Exercise task: Present every line of the rows below in a Markdown table with the columns Number and Line, numbering the lines in order and leaving out blank ones.

Source records:

## BEGIN

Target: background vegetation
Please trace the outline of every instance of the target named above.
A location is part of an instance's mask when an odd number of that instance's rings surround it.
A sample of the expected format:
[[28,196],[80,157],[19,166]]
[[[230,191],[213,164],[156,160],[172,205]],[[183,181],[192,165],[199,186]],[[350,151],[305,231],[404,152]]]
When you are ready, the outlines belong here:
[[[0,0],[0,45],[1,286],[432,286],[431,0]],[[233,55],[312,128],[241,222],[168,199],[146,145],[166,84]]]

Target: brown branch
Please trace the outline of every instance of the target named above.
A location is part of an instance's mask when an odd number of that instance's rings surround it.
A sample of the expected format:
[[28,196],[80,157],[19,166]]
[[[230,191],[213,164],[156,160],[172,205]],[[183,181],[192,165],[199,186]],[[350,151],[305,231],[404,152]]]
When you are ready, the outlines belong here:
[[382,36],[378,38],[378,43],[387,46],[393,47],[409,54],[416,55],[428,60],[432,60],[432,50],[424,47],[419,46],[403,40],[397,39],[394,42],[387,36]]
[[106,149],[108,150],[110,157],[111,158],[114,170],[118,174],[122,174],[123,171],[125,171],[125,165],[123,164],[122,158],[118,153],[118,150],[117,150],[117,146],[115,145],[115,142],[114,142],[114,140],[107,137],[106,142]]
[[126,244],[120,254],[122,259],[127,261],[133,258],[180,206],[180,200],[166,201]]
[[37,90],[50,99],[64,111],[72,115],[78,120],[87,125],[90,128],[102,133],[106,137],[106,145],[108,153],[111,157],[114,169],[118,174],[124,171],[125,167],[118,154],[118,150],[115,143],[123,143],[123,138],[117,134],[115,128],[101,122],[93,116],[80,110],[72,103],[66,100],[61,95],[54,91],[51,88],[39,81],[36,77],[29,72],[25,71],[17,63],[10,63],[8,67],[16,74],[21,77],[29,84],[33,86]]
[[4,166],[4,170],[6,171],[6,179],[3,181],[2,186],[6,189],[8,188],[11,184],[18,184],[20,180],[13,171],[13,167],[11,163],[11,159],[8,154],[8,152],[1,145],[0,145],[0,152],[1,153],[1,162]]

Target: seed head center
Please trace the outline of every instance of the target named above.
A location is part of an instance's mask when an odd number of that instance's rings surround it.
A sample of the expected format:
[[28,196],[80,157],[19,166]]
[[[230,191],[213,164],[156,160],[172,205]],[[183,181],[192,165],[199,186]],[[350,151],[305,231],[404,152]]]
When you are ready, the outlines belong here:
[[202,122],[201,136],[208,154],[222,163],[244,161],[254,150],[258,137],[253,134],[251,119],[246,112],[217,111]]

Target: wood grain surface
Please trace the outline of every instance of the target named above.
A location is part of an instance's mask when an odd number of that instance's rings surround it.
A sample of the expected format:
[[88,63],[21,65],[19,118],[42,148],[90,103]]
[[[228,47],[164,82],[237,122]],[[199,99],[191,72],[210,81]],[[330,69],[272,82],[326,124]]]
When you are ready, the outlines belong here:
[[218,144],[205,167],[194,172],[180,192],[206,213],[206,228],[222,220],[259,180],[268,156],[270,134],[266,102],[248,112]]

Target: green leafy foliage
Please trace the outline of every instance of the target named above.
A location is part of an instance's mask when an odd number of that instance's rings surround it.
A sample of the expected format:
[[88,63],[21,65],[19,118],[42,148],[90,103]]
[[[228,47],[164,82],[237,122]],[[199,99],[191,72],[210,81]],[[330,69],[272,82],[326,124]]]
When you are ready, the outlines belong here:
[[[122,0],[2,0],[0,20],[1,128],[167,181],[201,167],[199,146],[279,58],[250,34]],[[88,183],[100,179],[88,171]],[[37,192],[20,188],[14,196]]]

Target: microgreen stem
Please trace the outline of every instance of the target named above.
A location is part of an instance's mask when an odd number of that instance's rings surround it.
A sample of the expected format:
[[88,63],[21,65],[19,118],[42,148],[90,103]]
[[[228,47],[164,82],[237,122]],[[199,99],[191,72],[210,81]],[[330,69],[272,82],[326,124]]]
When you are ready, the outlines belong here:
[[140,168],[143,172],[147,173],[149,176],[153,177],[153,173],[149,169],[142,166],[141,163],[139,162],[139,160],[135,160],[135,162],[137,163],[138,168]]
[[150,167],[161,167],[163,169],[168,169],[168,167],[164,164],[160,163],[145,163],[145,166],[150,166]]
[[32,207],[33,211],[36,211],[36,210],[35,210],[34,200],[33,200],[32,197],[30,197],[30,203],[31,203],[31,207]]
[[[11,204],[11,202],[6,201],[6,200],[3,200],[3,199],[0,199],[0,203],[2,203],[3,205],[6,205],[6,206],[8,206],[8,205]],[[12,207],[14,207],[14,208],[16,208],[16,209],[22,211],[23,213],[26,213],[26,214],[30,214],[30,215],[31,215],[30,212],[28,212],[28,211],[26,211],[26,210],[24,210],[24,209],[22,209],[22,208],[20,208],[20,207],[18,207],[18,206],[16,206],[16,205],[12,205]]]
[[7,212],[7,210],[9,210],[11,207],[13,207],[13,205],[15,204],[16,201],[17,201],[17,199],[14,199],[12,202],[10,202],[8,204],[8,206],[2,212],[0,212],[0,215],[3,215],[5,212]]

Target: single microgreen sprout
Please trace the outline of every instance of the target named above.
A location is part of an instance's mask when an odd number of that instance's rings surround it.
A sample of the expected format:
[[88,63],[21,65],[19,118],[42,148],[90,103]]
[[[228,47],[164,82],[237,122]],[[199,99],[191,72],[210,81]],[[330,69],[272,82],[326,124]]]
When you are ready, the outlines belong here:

## END

Exercise answer:
| Number | Line |
|---|---|
| 1 | Target: background vegetation |
| 2 | Please trace the outline of every instance of the target named above. |
| 3 | A location is part of an instance's mask when an odd number of that instance's rings surround it. |
| 4 | A sample of the expected format: |
| 5 | [[28,196],[80,157],[19,166]] |
| 6 | [[[230,191],[213,164],[156,160],[172,205]],[[183,181],[192,165],[199,186]],[[350,151],[305,231],[404,152]]] |
| 7 | When you are ready, the outlines belong here: |
| 8 | [[[0,0],[0,45],[1,286],[432,286],[431,0]],[[233,55],[312,128],[241,222],[168,199],[146,145],[166,84]]] |
| 9 | Target: brown branch |
| 10 | Please trace the outline of every instance of the target named above. |
| 11 | A location is part of an instance's mask when an odd number of that instance's rings surround it. |
| 12 | A sample of the expected format: |
| 13 | [[28,196],[80,157],[19,166]] |
| 14 | [[[230,191],[213,164],[156,160],[172,205]],[[183,181],[192,165],[199,186]],[[350,151],[305,231],[404,152]]] |
| 15 | When you are ready, the outlines belong here: |
| 16 | [[382,36],[378,38],[378,43],[387,46],[393,47],[409,54],[416,55],[428,60],[432,60],[432,50],[424,47],[419,46],[403,40],[397,39],[394,42],[387,36]] |
| 17 | [[106,149],[108,150],[110,157],[111,158],[114,170],[118,174],[122,174],[123,171],[125,171],[125,165],[123,164],[122,158],[118,153],[118,150],[117,150],[117,146],[115,145],[115,142],[114,142],[114,140],[107,137],[106,142]] |
| 18 | [[126,244],[120,254],[122,259],[127,261],[133,258],[180,206],[180,200],[166,201]] |
| 19 | [[37,90],[50,99],[64,111],[72,115],[78,120],[87,125],[90,128],[102,133],[106,137],[106,145],[108,153],[111,157],[114,169],[118,174],[124,171],[125,167],[118,154],[118,150],[115,143],[123,143],[123,138],[117,134],[115,128],[101,122],[93,116],[80,110],[72,103],[66,100],[61,95],[54,91],[51,88],[39,81],[36,77],[29,72],[25,71],[17,63],[10,63],[8,67],[16,74],[21,77],[29,84],[33,86]] |
| 20 | [[4,166],[4,170],[6,171],[6,179],[3,181],[2,186],[6,189],[8,188],[11,184],[18,184],[20,180],[13,171],[13,167],[11,163],[11,159],[8,154],[8,152],[1,145],[0,145],[0,152],[1,153],[1,162]] |
| 21 | Target: seed head center |
| 22 | Please trace the outline of every instance of the target named above. |
| 23 | A location is part of an instance's mask when an odd number of that instance's rings surround it. |
| 24 | A sample of the expected format: |
| 25 | [[28,196],[80,157],[19,166]] |
| 26 | [[[230,191],[213,164],[156,160],[172,205]],[[183,181],[192,165],[199,186]],[[350,151],[305,231],[404,152]]] |
| 27 | When you are ready, the outlines belong here: |
| 28 | [[202,122],[201,136],[208,154],[222,163],[244,161],[254,150],[258,137],[253,134],[251,119],[246,112],[217,111]] |
| 29 | Target: wood grain surface |
| 30 | Please trace the outline of every instance of the target named above. |
| 31 | A location is part of an instance's mask when an odd number of that instance's rings surround it. |
| 32 | A sample of the expected format: |
| 33 | [[88,63],[21,65],[19,118],[42,148],[90,103]] |
| 34 | [[[228,47],[164,82],[237,122]],[[199,99],[191,72],[210,81]],[[330,69],[272,82],[326,124]]] |
| 35 | When you are ready, the outlines belong here: |
| 36 | [[218,144],[205,167],[194,172],[180,192],[206,213],[206,228],[222,220],[259,180],[268,156],[270,134],[266,102],[248,112]] |
| 37 | Target: green leafy foliage |
| 38 | Please trace the outline of every instance of the target named above. |
| 39 | A location is part of an instance's mask when an odd number of that instance's rings surround it. |
| 40 | A sample of the expected format: |
| 41 | [[88,63],[21,65],[19,118],[42,148],[90,103]] |
| 42 | [[[228,47],[164,82],[237,122]],[[199,99],[191,72],[210,81]],[[330,69],[272,82],[326,124]]] |
| 43 | When you are ready, the outlines belong here: |
| 44 | [[[122,0],[2,0],[0,20],[1,128],[167,181],[201,167],[199,146],[279,58],[250,34]],[[88,183],[100,179],[88,171]],[[37,192],[20,188],[14,196]]] |
| 45 | Target: microgreen stem |
| 46 | Please trace the outline of every instance of the target named above. |
| 47 | A location is part of an instance's mask when an odd number of that instance's rings surround it. |
| 48 | A sample of the expected format: |
| 49 | [[88,63],[21,65],[19,118],[42,148],[90,103]] |
| 50 | [[[228,47],[164,82],[237,122]],[[199,99],[191,72],[210,81]],[[330,69],[272,82],[326,124]]] |
| 51 | When you are ready, the outlines belong here: |
| 52 | [[140,168],[143,172],[147,173],[149,176],[153,177],[153,173],[149,169],[142,166],[141,163],[139,162],[139,160],[135,160],[135,162],[137,163],[138,168]] |
| 53 | [[150,167],[161,167],[163,169],[168,169],[168,167],[164,164],[160,163],[145,163],[145,166],[150,166]] |
| 54 | [[32,207],[33,211],[36,211],[36,210],[35,210],[34,200],[33,200],[32,197],[30,197],[30,203],[31,203],[31,207]] |
| 55 | [[[11,204],[11,202],[6,201],[6,200],[3,200],[3,199],[0,199],[0,203],[2,203],[3,205],[6,205],[6,206],[8,206],[8,205]],[[12,207],[14,207],[14,208],[16,208],[16,209],[22,211],[23,213],[26,213],[26,214],[30,214],[30,215],[31,215],[30,212],[28,212],[28,211],[26,211],[26,210],[24,210],[24,209],[22,209],[22,208],[20,208],[20,207],[18,207],[18,206],[16,206],[16,205],[12,205]]] |
| 56 | [[7,212],[7,210],[9,210],[11,207],[13,207],[13,205],[15,204],[16,201],[17,201],[17,199],[14,199],[12,202],[10,202],[8,204],[8,206],[2,212],[0,212],[0,215],[3,215],[5,212]] |
| 57 | Target: single microgreen sprout |
| 58 | Please trace the outline of every instance of the target named above. |
| 59 | A location is part of an instance's mask when an odd number of that instance's rings surround it. |
| 60 | A sample of the expected format: |
| 61 | [[88,63],[21,65],[19,118],[42,148],[90,103]] |
| 62 | [[[228,47],[164,82],[237,122]],[[199,99],[191,72],[210,81]],[[330,69],[272,82],[326,124]]] |
| 63 | When you are ready, the outlines belong here: |